[BEGIN Extract]

If you're only looking at boolean functions of two arguments, a simple brute-force technique will work. It could be extended to ternary logic, or ternary functions, or even both, but it is exponential so you can't push it too far. Here's the boolean version; I hope it's obvious how to extend it.

1) A binary boolean function is a relation {False, True} X {False, True} -> {False, True}. There are exactly 16 of these. Note that these include various functions which are independent of one or even both of the inputs. So let's make the set 𝓕 consisting exactly of these 16 functions, and now note that every boolean function has a corresponding higher-order function 𝓕 X 𝓕 -> 𝓕.

2) Now, start with the boolean functions Take first and Take second, and construct a closure using the HOFs corresponding to the "given functions". If the target function is in the closure, then it's achievable from some combination of the given functions. More generally, if every element in 𝓕 is in the closure, then the given function(s) are universal.

[END Extract]
[BEGIN Information supplied]

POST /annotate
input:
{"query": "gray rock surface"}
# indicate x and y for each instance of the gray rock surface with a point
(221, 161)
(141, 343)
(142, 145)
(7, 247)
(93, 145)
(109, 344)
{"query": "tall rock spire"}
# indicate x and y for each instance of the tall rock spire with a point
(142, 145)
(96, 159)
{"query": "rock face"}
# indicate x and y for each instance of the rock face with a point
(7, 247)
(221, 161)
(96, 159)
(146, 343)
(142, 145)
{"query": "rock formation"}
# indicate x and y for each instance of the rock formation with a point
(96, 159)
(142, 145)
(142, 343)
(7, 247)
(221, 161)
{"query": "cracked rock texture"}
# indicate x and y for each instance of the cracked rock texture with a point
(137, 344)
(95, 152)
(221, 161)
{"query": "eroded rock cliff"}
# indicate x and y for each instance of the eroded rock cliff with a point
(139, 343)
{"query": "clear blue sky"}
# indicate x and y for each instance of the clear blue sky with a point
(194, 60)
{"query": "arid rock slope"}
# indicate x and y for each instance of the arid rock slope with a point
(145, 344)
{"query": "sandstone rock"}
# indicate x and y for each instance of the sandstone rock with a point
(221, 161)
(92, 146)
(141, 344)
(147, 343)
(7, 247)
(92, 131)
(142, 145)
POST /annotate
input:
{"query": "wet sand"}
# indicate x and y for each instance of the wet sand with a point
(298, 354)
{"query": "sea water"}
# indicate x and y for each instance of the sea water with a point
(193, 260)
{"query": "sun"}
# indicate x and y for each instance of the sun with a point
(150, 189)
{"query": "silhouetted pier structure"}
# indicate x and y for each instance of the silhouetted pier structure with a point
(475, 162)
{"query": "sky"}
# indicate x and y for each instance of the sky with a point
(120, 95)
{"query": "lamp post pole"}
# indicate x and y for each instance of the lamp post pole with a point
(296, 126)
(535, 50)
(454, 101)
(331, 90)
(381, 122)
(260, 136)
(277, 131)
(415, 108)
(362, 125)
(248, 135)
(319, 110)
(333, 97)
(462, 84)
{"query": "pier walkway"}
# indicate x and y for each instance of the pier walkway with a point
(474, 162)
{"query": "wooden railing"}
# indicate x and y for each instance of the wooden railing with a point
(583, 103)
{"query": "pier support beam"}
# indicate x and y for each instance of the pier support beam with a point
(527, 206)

[END Information supplied]

Answer these questions from the text on boolean functions above:
(a) According to the text, exactly how many binary boolean functions exist?
(b) With which two boolean functions does the closure construction begin?
(c) What does the text conclude when every element in 𝓕 is in the closure?

● Exercise result
(a) There are exactly 16 binary boolean functions.
(b) It begins with Take first and Take second.
(c) The given function(s) are universal.